-- Dataset extract start --
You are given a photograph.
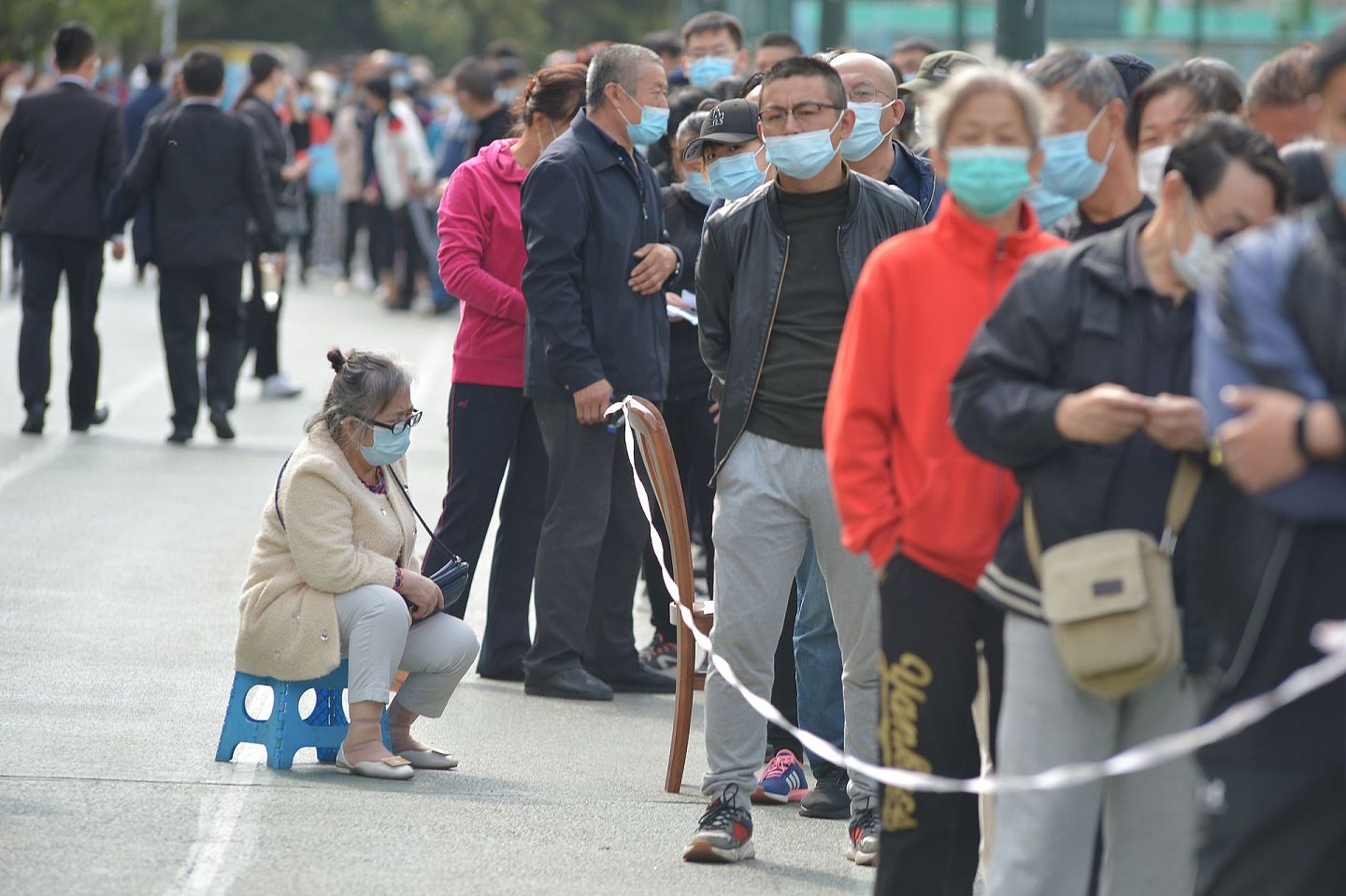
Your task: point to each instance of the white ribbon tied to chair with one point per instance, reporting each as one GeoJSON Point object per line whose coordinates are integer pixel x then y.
{"type": "Point", "coordinates": [1329, 636]}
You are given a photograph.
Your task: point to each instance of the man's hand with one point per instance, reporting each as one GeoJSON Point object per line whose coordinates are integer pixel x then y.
{"type": "Point", "coordinates": [296, 170]}
{"type": "Point", "coordinates": [422, 593]}
{"type": "Point", "coordinates": [658, 262]}
{"type": "Point", "coordinates": [1178, 422]}
{"type": "Point", "coordinates": [591, 403]}
{"type": "Point", "coordinates": [1101, 416]}
{"type": "Point", "coordinates": [1259, 446]}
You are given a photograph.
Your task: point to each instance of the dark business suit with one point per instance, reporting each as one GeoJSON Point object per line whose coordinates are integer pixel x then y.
{"type": "Point", "coordinates": [199, 173]}
{"type": "Point", "coordinates": [60, 158]}
{"type": "Point", "coordinates": [134, 117]}
{"type": "Point", "coordinates": [278, 150]}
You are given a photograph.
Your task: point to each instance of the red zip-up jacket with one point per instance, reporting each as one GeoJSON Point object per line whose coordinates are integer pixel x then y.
{"type": "Point", "coordinates": [902, 479]}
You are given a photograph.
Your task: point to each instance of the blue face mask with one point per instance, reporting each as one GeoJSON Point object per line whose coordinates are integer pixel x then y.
{"type": "Point", "coordinates": [697, 187]}
{"type": "Point", "coordinates": [1067, 168]}
{"type": "Point", "coordinates": [388, 448]}
{"type": "Point", "coordinates": [1049, 206]}
{"type": "Point", "coordinates": [707, 70]}
{"type": "Point", "coordinates": [866, 137]}
{"type": "Point", "coordinates": [735, 177]}
{"type": "Point", "coordinates": [802, 155]}
{"type": "Point", "coordinates": [1337, 162]}
{"type": "Point", "coordinates": [987, 180]}
{"type": "Point", "coordinates": [653, 124]}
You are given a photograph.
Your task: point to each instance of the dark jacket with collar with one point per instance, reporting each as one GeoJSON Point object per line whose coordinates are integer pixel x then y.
{"type": "Point", "coordinates": [199, 171]}
{"type": "Point", "coordinates": [276, 146]}
{"type": "Point", "coordinates": [584, 216]}
{"type": "Point", "coordinates": [745, 254]}
{"type": "Point", "coordinates": [60, 158]}
{"type": "Point", "coordinates": [914, 175]}
{"type": "Point", "coordinates": [1058, 331]}
{"type": "Point", "coordinates": [137, 113]}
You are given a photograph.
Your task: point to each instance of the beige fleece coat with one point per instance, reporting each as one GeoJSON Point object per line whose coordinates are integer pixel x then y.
{"type": "Point", "coordinates": [336, 537]}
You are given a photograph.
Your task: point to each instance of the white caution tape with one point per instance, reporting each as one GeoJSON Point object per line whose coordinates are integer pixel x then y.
{"type": "Point", "coordinates": [1329, 636]}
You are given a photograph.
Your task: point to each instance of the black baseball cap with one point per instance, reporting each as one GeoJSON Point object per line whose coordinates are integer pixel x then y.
{"type": "Point", "coordinates": [730, 122]}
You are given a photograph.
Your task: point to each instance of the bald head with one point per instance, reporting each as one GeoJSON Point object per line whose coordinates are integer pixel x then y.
{"type": "Point", "coordinates": [862, 70]}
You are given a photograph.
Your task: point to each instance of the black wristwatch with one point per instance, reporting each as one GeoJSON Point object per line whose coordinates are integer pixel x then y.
{"type": "Point", "coordinates": [1300, 431]}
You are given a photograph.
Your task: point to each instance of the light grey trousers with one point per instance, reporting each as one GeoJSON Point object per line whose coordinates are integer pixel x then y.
{"type": "Point", "coordinates": [767, 498]}
{"type": "Point", "coordinates": [379, 638]}
{"type": "Point", "coordinates": [1045, 840]}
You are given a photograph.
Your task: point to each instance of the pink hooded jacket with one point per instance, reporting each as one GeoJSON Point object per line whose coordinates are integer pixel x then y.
{"type": "Point", "coordinates": [480, 262]}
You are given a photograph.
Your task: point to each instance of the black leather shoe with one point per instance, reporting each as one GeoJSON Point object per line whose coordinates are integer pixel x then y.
{"type": "Point", "coordinates": [828, 798]}
{"type": "Point", "coordinates": [100, 418]}
{"type": "Point", "coordinates": [221, 422]}
{"type": "Point", "coordinates": [568, 684]}
{"type": "Point", "coordinates": [642, 681]}
{"type": "Point", "coordinates": [34, 421]}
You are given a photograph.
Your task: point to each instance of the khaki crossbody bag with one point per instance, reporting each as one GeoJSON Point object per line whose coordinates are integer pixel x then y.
{"type": "Point", "coordinates": [1110, 596]}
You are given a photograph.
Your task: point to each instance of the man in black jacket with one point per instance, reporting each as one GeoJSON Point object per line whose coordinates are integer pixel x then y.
{"type": "Point", "coordinates": [60, 158]}
{"type": "Point", "coordinates": [598, 262]}
{"type": "Point", "coordinates": [201, 171]}
{"type": "Point", "coordinates": [773, 284]}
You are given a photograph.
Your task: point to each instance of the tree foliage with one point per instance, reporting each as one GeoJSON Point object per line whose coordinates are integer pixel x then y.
{"type": "Point", "coordinates": [443, 30]}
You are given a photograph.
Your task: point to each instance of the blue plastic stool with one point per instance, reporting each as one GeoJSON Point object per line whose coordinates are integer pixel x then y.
{"type": "Point", "coordinates": [286, 732]}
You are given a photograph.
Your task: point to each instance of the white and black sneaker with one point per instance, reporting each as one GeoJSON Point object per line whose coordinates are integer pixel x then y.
{"type": "Point", "coordinates": [661, 655]}
{"type": "Point", "coordinates": [724, 833]}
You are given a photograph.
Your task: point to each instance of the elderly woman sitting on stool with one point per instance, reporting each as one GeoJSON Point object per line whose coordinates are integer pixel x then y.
{"type": "Point", "coordinates": [333, 574]}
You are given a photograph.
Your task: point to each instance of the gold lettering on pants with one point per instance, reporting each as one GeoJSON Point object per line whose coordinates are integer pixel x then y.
{"type": "Point", "coordinates": [901, 696]}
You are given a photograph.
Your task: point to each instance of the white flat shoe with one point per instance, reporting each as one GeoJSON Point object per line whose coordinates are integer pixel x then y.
{"type": "Point", "coordinates": [387, 768]}
{"type": "Point", "coordinates": [431, 758]}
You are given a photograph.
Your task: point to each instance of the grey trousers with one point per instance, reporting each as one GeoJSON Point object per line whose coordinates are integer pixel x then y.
{"type": "Point", "coordinates": [1045, 840]}
{"type": "Point", "coordinates": [767, 498]}
{"type": "Point", "coordinates": [379, 638]}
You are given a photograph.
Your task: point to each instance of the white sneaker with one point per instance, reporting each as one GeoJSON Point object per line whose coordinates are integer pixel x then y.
{"type": "Point", "coordinates": [279, 386]}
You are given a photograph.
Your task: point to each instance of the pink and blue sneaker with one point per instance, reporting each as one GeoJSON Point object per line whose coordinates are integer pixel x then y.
{"type": "Point", "coordinates": [782, 780]}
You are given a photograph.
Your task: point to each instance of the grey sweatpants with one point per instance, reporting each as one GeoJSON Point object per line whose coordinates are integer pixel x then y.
{"type": "Point", "coordinates": [1045, 840]}
{"type": "Point", "coordinates": [379, 636]}
{"type": "Point", "coordinates": [767, 498]}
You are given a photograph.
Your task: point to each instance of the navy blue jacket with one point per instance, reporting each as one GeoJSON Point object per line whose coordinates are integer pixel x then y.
{"type": "Point", "coordinates": [914, 175]}
{"type": "Point", "coordinates": [137, 110]}
{"type": "Point", "coordinates": [584, 216]}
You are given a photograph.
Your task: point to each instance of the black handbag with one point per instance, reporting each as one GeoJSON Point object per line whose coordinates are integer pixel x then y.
{"type": "Point", "coordinates": [451, 577]}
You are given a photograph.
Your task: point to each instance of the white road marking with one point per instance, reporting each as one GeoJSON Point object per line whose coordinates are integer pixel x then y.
{"type": "Point", "coordinates": [58, 442]}
{"type": "Point", "coordinates": [216, 857]}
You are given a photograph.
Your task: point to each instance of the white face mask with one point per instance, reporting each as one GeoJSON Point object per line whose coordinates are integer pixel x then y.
{"type": "Point", "coordinates": [1199, 265]}
{"type": "Point", "coordinates": [1150, 170]}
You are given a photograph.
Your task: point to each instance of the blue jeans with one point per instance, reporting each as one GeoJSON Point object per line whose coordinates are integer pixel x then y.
{"type": "Point", "coordinates": [817, 657]}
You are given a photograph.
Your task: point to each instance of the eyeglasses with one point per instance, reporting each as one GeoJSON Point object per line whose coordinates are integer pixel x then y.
{"type": "Point", "coordinates": [868, 94]}
{"type": "Point", "coordinates": [401, 425]}
{"type": "Point", "coordinates": [809, 115]}
{"type": "Point", "coordinates": [718, 50]}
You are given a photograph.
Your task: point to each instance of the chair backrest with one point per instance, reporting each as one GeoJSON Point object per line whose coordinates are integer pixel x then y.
{"type": "Point", "coordinates": [652, 437]}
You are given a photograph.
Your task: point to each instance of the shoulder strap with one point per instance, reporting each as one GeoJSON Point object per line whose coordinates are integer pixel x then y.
{"type": "Point", "coordinates": [1182, 495]}
{"type": "Point", "coordinates": [428, 529]}
{"type": "Point", "coordinates": [275, 498]}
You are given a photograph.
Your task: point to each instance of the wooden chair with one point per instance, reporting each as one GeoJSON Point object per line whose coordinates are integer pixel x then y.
{"type": "Point", "coordinates": [652, 437]}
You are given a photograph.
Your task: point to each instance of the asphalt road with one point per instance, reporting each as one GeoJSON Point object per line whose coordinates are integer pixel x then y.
{"type": "Point", "coordinates": [122, 566]}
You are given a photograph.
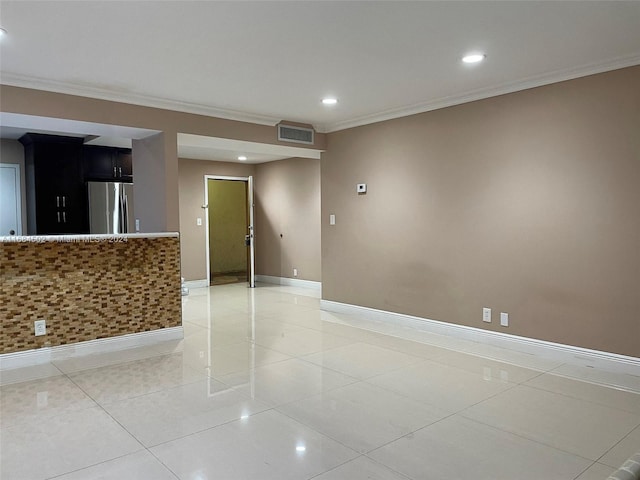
-- Dataset extract end --
Exercise brief: List every line of the entries above that contains the word "chair".

Answer to the exercise:
Your task: point to each instance of the white ribbon tied to chair with one point per instance, reporting each as one GeoJSON Point object per line whose coordinates are integer pixel x then y.
Your task: point to each instance of the chair backrest with one point per instance, reporting each as one GeoJSON Point object per line whose coordinates are integer pixel x then y.
Your task: point to each instance of the wooden chair with one point per instance, reporting each as one GeoJSON Point object per line whose coordinates are integer pixel x then y.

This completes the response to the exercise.